EXERCISE OBJECTIVE
Rewrite the data below with every "visual grounding engine" changed to "object locator", keeping all other text the same and leaving out the pictures.

(Dataset excerpt)
• • • •

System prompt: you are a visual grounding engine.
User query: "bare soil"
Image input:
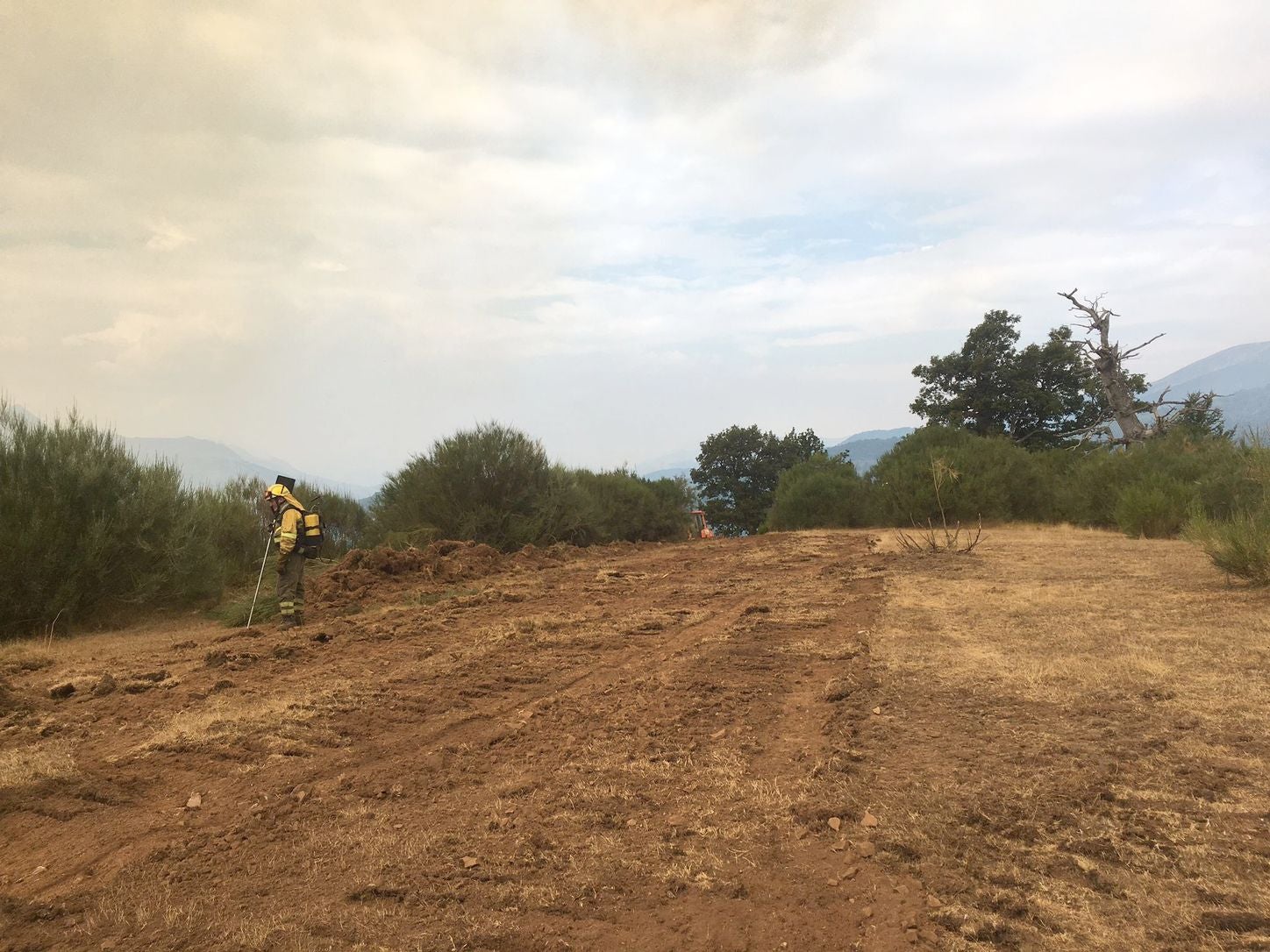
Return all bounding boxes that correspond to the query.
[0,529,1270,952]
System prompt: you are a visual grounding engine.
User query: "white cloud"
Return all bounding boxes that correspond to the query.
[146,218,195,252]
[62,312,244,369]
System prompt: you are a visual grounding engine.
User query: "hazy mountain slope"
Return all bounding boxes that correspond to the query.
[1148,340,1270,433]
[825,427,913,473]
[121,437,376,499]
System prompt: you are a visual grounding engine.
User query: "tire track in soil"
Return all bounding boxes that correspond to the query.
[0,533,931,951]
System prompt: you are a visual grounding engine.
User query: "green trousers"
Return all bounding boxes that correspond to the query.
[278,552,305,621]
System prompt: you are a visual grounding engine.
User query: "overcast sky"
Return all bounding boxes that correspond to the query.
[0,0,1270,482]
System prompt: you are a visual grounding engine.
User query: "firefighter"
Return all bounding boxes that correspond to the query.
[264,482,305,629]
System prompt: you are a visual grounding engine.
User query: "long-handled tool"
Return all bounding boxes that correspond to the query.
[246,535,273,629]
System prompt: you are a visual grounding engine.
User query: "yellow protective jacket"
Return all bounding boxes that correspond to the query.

• • • •

CORRECT RESULT
System prompt: you are a object locator.
User query: "bare soil"
Image input:
Return all bounding boxes that correspond to the query.
[0,529,1270,952]
System prompt: you are a object locator.
User query: "white cloud"
Return all bounding boxes that correspond to the query.
[146,218,195,252]
[62,312,244,369]
System prompt: you are a object locator.
User query: "hazy mountain slope"
Return all bounding boxes that correspond to the query.
[1148,340,1270,433]
[825,427,913,473]
[121,437,376,499]
System prompt: you are a object locator.
User query: "tire track in soil"
Return all bounding boxes that correspond to the query.
[0,533,931,951]
System prompt: you are a object locator.
User query: "green trousers"
Return all bounding boxes that correspond to the query.
[278,552,305,621]
System prompt: you are a object locator.
User query: "overcast sky"
Return all bounding boxes that correspond to the query.
[0,0,1270,482]
System prompt: you are a object locator.
User query: "firefighter"
Return all bounding boxes that correspond to the query.
[264,482,305,629]
System prompt: you are a object locator.
User query: "long-handled tool"
Return all bounding boxes that correspond to the query.
[246,535,273,629]
System prompt: you are a object locator.
User query: "yellow protective jacket"
Return all bounding boxes that correspond to the query.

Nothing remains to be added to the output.